- Data for this task
• • • •

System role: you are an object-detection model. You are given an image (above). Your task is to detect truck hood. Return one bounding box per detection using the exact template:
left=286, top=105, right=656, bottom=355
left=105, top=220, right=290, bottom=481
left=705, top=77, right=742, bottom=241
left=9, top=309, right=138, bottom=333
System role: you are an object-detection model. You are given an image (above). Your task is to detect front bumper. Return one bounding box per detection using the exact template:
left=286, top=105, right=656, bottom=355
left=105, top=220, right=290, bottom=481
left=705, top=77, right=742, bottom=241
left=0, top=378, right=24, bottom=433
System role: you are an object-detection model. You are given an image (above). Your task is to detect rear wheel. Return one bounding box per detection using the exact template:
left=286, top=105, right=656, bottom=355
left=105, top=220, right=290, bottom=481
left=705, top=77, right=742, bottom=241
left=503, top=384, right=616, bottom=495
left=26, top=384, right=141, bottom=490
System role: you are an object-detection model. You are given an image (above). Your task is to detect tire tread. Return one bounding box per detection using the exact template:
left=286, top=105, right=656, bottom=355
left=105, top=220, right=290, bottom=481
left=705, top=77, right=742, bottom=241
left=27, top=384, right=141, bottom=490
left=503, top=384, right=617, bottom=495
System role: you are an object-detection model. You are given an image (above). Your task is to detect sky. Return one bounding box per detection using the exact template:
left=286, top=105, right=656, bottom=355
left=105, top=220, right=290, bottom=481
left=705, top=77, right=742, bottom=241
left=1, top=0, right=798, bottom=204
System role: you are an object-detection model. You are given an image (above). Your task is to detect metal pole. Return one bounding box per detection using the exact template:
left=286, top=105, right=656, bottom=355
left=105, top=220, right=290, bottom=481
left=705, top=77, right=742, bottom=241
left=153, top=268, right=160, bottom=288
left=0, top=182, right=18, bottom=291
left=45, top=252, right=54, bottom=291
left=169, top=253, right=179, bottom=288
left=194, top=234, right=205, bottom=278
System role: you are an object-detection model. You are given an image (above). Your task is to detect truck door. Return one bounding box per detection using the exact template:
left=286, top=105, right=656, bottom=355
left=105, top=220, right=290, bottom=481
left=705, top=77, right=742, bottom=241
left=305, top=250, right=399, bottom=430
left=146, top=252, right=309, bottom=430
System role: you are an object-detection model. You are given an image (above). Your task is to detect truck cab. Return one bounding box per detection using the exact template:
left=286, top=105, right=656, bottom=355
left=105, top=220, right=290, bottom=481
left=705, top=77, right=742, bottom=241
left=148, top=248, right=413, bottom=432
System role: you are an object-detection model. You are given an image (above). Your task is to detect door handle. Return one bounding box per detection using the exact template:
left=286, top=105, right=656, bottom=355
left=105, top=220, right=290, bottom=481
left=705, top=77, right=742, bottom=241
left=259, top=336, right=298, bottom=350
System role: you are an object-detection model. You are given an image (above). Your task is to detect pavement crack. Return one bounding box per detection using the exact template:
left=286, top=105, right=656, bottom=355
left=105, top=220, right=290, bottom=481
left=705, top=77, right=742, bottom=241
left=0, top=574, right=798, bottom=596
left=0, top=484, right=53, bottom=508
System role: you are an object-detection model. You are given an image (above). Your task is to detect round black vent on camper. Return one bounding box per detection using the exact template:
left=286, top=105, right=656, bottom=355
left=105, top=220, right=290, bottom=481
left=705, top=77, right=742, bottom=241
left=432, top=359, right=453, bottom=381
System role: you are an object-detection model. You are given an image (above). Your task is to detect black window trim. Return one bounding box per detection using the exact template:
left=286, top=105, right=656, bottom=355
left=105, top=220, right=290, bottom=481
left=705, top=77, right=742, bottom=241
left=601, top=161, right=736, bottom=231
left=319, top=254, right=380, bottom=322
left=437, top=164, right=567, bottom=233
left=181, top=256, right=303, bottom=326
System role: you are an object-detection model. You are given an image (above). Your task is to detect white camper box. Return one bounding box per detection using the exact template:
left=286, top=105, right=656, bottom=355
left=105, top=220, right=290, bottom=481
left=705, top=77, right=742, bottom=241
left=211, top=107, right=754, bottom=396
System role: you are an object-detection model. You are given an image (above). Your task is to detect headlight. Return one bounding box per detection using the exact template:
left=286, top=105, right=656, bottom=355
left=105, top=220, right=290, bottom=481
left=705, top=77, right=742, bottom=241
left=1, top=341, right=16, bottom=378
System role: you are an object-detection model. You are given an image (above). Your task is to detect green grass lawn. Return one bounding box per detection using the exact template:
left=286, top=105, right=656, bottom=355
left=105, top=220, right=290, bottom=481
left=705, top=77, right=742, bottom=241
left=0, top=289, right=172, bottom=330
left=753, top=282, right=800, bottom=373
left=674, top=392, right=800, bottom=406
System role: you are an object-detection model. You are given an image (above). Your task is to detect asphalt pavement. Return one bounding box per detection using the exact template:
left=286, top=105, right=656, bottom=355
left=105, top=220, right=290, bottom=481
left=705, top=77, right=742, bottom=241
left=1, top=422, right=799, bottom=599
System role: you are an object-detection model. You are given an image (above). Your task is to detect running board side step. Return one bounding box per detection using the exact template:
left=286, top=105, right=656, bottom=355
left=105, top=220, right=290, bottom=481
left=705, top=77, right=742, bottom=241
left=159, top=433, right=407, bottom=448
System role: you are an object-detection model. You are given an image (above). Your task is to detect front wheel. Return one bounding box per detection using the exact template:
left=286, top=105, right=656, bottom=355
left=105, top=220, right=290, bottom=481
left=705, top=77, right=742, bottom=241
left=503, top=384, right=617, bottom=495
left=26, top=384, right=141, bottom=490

• • • •

- Exercise details
Recreate the full listing above precisely.

- Task output
System role: you are an object-detection model. You are given an image (above). Your task is to detect truck hood. Return one bounding box per detection using the exact template:
left=286, top=105, right=656, bottom=355
left=105, top=220, right=290, bottom=481
left=705, top=77, right=742, bottom=241
left=9, top=309, right=138, bottom=333
System role: you are an object-detection model. You are given an image (above). Your task is to detect front bumper. Return one bounding box per detection using the exact template:
left=286, top=105, right=656, bottom=355
left=105, top=220, right=290, bottom=481
left=705, top=77, right=742, bottom=241
left=0, top=378, right=24, bottom=433
System role: you are an object-detection model. You are given an image (above). Your task is to detect rear wheel. Return one bounding box per detection using the exact template:
left=286, top=105, right=656, bottom=355
left=105, top=220, right=290, bottom=481
left=705, top=77, right=742, bottom=241
left=503, top=384, right=616, bottom=495
left=26, top=384, right=141, bottom=490
System role: you are an object-detection model. You are given an image (above). Your task is to detect tire tread. Return one bounding box per detection using the exact template:
left=286, top=105, right=656, bottom=355
left=105, top=220, right=290, bottom=481
left=705, top=77, right=742, bottom=241
left=27, top=384, right=141, bottom=490
left=503, top=384, right=617, bottom=495
System role: you are an object-detection model. You are given an image (above). Your task is to detect sky. Return one bounding box per detection using the exact template:
left=286, top=105, right=656, bottom=355
left=105, top=220, right=290, bottom=481
left=705, top=77, right=742, bottom=241
left=1, top=0, right=798, bottom=204
System role: you are an object-detection model. You are given an image (above). Your task is to detect metal pole. Return one bounding box per detection using the exact template:
left=286, top=105, right=656, bottom=355
left=105, top=220, right=290, bottom=481
left=705, top=77, right=742, bottom=241
left=153, top=268, right=160, bottom=288
left=0, top=182, right=18, bottom=291
left=45, top=252, right=54, bottom=291
left=169, top=253, right=179, bottom=288
left=194, top=234, right=205, bottom=278
System role: you are an object-detection model. You are given an image (above). Your task is to detect truck door. Return one bounding box per detection using the exact template:
left=286, top=105, right=656, bottom=355
left=105, top=220, right=290, bottom=481
left=705, top=77, right=742, bottom=241
left=305, top=250, right=399, bottom=430
left=146, top=252, right=309, bottom=430
System role: you are an object-detection model. You are given an image (above). Your task is to detect truck cab. Return one bounding box per detection using the exact template:
left=286, top=105, right=656, bottom=355
left=105, top=220, right=290, bottom=481
left=705, top=77, right=742, bottom=241
left=148, top=248, right=413, bottom=432
System role: you are an object-detection model. You are given an image (above). Your task is to detect door handle. Return one bounding box per detection using the exact template:
left=286, top=105, right=656, bottom=355
left=105, top=220, right=290, bottom=481
left=705, top=77, right=742, bottom=241
left=259, top=336, right=298, bottom=350
System role: you are an object-detection model. You are given an image (above). Your task is to detect pavement crack. Return one bounding box per detection using the exact template:
left=286, top=105, right=656, bottom=355
left=105, top=220, right=290, bottom=481
left=705, top=77, right=742, bottom=241
left=0, top=574, right=798, bottom=596
left=0, top=484, right=53, bottom=508
System role: you are an object-detection model. You are given an image (above). Your task is to detect round black vent on camper. Return one bounding box per detection using the exact template:
left=286, top=105, right=656, bottom=355
left=105, top=220, right=290, bottom=481
left=705, top=77, right=742, bottom=241
left=432, top=359, right=453, bottom=381
System role: you are an object-detection model. You are given an image (above). Your task is to detect black window trim. Return one bounding box per detection using the exact template:
left=286, top=105, right=656, bottom=355
left=105, top=220, right=290, bottom=481
left=705, top=77, right=742, bottom=241
left=601, top=161, right=736, bottom=231
left=319, top=254, right=380, bottom=322
left=437, top=164, right=567, bottom=233
left=181, top=256, right=303, bottom=326
System role: you are an object-detection model. You are given an image (above). Your task is to detect white camper box. Return one bounding box per detection using the exact template:
left=286, top=105, right=656, bottom=355
left=105, top=220, right=290, bottom=481
left=705, top=77, right=742, bottom=241
left=211, top=107, right=754, bottom=396
System role: you are an object-detection model. You are given an image (above). Your task is to detect headlight. Return one bounding box per detection using the exact template:
left=286, top=105, right=656, bottom=355
left=105, top=220, right=290, bottom=481
left=705, top=77, right=742, bottom=241
left=1, top=341, right=16, bottom=378
System role: you are an object-detection model. You are given an image (above). Your task is to detect green grass lawn. Return one bounding box per detection using the exact template:
left=286, top=105, right=656, bottom=355
left=105, top=220, right=290, bottom=481
left=705, top=77, right=742, bottom=241
left=0, top=289, right=172, bottom=330
left=753, top=282, right=800, bottom=373
left=674, top=392, right=800, bottom=406
System role: you are an object-detection model. You are given an image (above). Your task is to detect asphalt pavement. Return one bounding box per detection using the exact template:
left=286, top=105, right=656, bottom=355
left=105, top=220, right=290, bottom=481
left=705, top=77, right=742, bottom=241
left=1, top=422, right=799, bottom=599
System role: you are an object-detection model. You are given an image (above). Your task is to detect running board side step. Return one bounding box per detection using the exact template:
left=286, top=105, right=656, bottom=355
left=105, top=220, right=290, bottom=481
left=705, top=77, right=742, bottom=241
left=159, top=433, right=407, bottom=448
System role: you are an object-detection model. You are given an image (above). Your task is to detect front wheel. Return one bounding box per detection using the exact template:
left=286, top=105, right=656, bottom=355
left=105, top=220, right=290, bottom=481
left=705, top=77, right=742, bottom=241
left=503, top=384, right=617, bottom=495
left=26, top=384, right=141, bottom=490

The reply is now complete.